Task details ::
Write out the entries below once more, exactly.

* * * * * * *

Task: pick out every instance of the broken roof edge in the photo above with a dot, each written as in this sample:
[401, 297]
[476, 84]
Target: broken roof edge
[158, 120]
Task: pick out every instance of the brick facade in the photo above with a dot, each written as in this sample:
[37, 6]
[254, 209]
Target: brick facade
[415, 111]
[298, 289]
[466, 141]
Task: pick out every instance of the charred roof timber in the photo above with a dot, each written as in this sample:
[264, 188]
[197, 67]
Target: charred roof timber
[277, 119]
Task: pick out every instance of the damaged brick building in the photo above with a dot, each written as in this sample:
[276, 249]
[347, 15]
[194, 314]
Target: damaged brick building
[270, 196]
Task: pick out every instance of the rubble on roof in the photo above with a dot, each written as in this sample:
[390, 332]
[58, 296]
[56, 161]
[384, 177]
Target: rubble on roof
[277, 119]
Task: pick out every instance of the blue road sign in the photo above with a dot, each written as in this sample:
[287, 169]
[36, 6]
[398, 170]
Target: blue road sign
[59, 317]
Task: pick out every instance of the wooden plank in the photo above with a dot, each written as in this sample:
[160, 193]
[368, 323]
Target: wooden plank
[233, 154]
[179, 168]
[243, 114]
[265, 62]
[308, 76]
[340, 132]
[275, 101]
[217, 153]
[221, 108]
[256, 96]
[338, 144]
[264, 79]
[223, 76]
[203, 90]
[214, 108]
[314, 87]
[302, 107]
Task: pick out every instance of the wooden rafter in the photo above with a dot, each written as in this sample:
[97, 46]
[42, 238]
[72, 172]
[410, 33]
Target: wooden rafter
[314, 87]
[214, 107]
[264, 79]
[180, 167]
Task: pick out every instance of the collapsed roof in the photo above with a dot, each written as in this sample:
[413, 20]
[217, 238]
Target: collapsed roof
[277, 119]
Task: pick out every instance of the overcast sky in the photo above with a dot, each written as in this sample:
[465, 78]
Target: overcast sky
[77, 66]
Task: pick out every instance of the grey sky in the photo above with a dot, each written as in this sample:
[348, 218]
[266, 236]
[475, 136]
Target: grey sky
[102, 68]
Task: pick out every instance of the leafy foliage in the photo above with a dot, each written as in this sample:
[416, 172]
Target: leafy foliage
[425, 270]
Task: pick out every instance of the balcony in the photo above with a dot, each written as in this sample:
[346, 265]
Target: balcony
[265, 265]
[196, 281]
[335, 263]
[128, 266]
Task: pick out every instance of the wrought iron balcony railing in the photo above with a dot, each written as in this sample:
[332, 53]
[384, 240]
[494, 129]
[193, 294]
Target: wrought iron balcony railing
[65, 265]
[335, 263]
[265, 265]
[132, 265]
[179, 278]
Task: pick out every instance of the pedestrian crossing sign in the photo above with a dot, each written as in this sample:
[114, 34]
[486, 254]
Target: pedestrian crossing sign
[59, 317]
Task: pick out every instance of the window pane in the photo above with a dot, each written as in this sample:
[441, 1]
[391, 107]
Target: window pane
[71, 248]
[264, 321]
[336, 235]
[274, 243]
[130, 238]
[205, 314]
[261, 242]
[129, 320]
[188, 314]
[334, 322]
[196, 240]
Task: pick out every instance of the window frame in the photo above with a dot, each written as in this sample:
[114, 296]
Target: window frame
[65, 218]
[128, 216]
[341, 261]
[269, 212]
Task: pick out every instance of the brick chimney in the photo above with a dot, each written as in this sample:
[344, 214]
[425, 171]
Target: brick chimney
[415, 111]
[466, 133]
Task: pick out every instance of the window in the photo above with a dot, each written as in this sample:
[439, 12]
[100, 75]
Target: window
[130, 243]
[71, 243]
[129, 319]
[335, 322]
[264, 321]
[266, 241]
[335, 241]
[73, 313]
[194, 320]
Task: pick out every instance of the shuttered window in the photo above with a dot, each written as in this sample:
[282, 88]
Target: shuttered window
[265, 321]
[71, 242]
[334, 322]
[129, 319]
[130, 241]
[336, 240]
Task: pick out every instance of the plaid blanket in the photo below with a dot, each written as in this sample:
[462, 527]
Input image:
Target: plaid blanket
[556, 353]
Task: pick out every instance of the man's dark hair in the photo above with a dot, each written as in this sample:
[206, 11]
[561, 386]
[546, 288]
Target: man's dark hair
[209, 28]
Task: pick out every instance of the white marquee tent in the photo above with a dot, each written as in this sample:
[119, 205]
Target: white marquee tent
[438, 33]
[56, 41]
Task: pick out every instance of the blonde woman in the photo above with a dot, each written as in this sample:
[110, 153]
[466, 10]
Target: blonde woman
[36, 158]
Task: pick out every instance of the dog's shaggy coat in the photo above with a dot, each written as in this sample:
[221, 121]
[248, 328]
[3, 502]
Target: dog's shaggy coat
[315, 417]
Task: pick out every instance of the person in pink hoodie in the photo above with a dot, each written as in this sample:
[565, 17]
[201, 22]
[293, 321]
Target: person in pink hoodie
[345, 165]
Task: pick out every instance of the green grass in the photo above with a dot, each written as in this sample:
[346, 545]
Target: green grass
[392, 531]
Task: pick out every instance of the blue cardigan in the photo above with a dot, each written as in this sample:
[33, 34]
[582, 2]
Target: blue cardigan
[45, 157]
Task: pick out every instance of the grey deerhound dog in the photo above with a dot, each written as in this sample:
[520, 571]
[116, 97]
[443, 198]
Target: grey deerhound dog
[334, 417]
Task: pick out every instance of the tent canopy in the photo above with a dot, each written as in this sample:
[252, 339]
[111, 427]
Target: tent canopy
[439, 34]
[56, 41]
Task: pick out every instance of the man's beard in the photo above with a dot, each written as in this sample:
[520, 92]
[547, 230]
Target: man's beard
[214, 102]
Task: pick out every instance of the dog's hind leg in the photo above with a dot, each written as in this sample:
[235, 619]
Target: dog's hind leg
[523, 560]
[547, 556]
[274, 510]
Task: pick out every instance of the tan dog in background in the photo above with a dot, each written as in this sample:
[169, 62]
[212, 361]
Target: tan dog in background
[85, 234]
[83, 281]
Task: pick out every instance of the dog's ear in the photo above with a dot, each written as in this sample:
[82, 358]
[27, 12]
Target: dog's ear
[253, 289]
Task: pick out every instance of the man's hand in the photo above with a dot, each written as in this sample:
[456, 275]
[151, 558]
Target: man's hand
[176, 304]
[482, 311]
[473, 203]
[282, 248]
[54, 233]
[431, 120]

* * * * * * *

Solution to this exercise ::
Task: pick out every instance of the broken roof edge in the photo above with a dot, each written as in this sample:
[401, 297]
[476, 84]
Target: broken roof edge
[158, 120]
Task: pick out every instance of the brick facade in the photo above with a dot, each written as in this sample:
[37, 6]
[254, 209]
Target: brick facade
[415, 111]
[298, 289]
[466, 141]
Task: pick out every instance of the charred roof timber in the photo above with a dot, each written as in this sample:
[264, 188]
[197, 67]
Target: charred roof timber
[277, 119]
Task: pick out every instance of the damaged brick building in the photo above with a dot, each written as in this sample:
[276, 249]
[347, 15]
[194, 314]
Target: damaged brick building
[270, 196]
Task: pick out every instance of the rubble on roof in the photo above with a dot, each written as in this sample:
[390, 332]
[58, 296]
[56, 161]
[384, 177]
Target: rubble on roof
[277, 119]
Task: pick out every instance of the blue road sign in the photo above with a dot, each written as in this sample:
[287, 169]
[36, 6]
[398, 170]
Target: blue road sign
[59, 317]
Task: pick out every instance of the wooden plank in the photo above with a dot, each written as in this sample:
[160, 193]
[368, 323]
Target: wooden plank
[233, 154]
[179, 168]
[243, 114]
[265, 62]
[308, 76]
[340, 132]
[275, 101]
[217, 153]
[221, 108]
[256, 96]
[338, 144]
[264, 79]
[223, 76]
[203, 90]
[214, 108]
[314, 87]
[302, 107]
Task: pick out every instance of the wooden rafter in the photo above with a dot, each written as in this sample:
[97, 46]
[42, 238]
[72, 172]
[410, 33]
Target: wooden rafter
[314, 87]
[214, 107]
[264, 79]
[180, 167]
Task: pick out every instance of the collapsed roof in the photo above with a dot, each written as in this sample:
[413, 20]
[217, 238]
Target: collapsed roof
[277, 119]
Task: pick out every instance of the overcast sky in the photo above with a dot, each written as in this sample:
[465, 78]
Target: overcast sky
[77, 66]
Task: pick out every instance of the grey sky in the photo above with a dot, each written as in this sample:
[348, 218]
[266, 236]
[475, 136]
Target: grey sky
[102, 68]
Task: pick out every instance of the leafy foliage in the photo above with a dot, each written as in this sample:
[416, 172]
Target: leafy foliage
[425, 270]
Task: pick out every instance of the balcony in the photo above with a dot, each written as in this sample:
[346, 265]
Target: balcony
[265, 265]
[196, 281]
[335, 263]
[128, 266]
Task: pick out every instance of the wrought iron balcony railing in the photo above with a dot, each written as in this sample:
[332, 53]
[384, 240]
[494, 129]
[193, 294]
Target: wrought iron balcony railing
[65, 265]
[335, 263]
[265, 265]
[132, 265]
[179, 278]
Task: pick out every instance of the pedestrian crossing sign in the photo above with a dot, each written as in this sample:
[114, 34]
[486, 254]
Target: pedestrian crossing sign
[59, 317]
Task: pick out every instance of the window pane in the photo above with a dot, each written as in this sample:
[441, 1]
[391, 107]
Target: window pane
[71, 248]
[264, 321]
[336, 235]
[274, 243]
[130, 238]
[205, 314]
[261, 242]
[129, 320]
[188, 314]
[334, 322]
[196, 240]
Task: pick out every instance of the window frame in the photo above with a dot, each written as in this sample:
[114, 296]
Target: window frame
[65, 218]
[128, 216]
[341, 261]
[269, 212]
Task: pick out every instance of the brick chimney in the photo above with a dot, each written as in this sample:
[344, 214]
[425, 171]
Target: brick chimney
[415, 111]
[466, 133]
Task: pick out every instance of the window in the photo above with a dot, each written as in this sample:
[439, 12]
[100, 75]
Target: window
[130, 243]
[71, 243]
[129, 319]
[335, 322]
[264, 321]
[266, 241]
[335, 241]
[73, 313]
[194, 320]
Task: pick out every instance of the shuttered window in the photo above with a dot, each written as in this sample:
[282, 88]
Target: shuttered window
[265, 321]
[71, 242]
[334, 322]
[129, 319]
[130, 241]
[336, 240]
Task: pick out every instance of the plaid blanket in the photo below with a dot, each written as in this sample:
[462, 527]
Input image:
Target: plaid blanket
[556, 353]
Task: pick out every instance of the man's dark hair in the photo above with a dot, each written as in this sample:
[206, 11]
[561, 386]
[546, 288]
Target: man's dark hair
[209, 28]
Task: pick out every instance of the white marquee tent in the photo above with a dot, each written as in this sample:
[119, 205]
Target: white marquee tent
[438, 33]
[56, 41]
Task: pick out every instance of the blonde woman in the photo above with a dot, each written as in this sample:
[110, 153]
[466, 10]
Target: blonde woman
[36, 158]
Task: pick out every instance of the dog's shaggy coat in the photo above with a dot, each written as in this sample:
[221, 121]
[248, 328]
[3, 502]
Target: dog's shaggy coat
[315, 417]
Task: pick out every instance of the person in pink hoodie in the photo above with a dot, each written as in this sample:
[565, 17]
[201, 22]
[293, 321]
Target: person in pink hoodie
[345, 165]
Task: pick out every instance of the green grass in the photo above with a dot, each written as in this sample:
[346, 545]
Target: green grass
[392, 531]
Task: pick out every instance of the blue cardigan in the photo above with a dot, each written as in this sample:
[33, 34]
[582, 2]
Target: blue cardigan
[45, 157]
Task: pick out every instance of the grey deerhound dog in the photo above with a dot, each written as in this sample:
[520, 571]
[116, 97]
[443, 198]
Target: grey deerhound dog
[334, 417]
Task: pick out every instance of the tent canopy in the photo above with a dot, each written as in this sample:
[252, 339]
[111, 427]
Target: tent canopy
[439, 34]
[56, 41]
Task: pick out every instance of the man's beard in the photo above with a dot, each written as in this sample:
[520, 92]
[547, 230]
Target: man's beard
[214, 102]
Task: pick out every instance of the dog's hind leg in the photo above with a dot, each written as in this sample:
[235, 619]
Target: dog's hind leg
[523, 560]
[547, 556]
[274, 510]
Task: pick out every instance of the tan dog in background in the photo above with a dot, each written as in this sample:
[169, 62]
[212, 361]
Target: tan dog in background
[85, 234]
[83, 281]
Task: pick out every instance of the dog's ear in the photo above with a dot, each written as in this sample:
[82, 358]
[27, 12]
Target: dog's ear
[253, 289]
Task: pick out every instance of the man's hand in the photo above with a dot, each written as in this sample:
[456, 275]
[151, 558]
Target: man's hand
[176, 304]
[482, 311]
[473, 203]
[282, 248]
[54, 233]
[431, 120]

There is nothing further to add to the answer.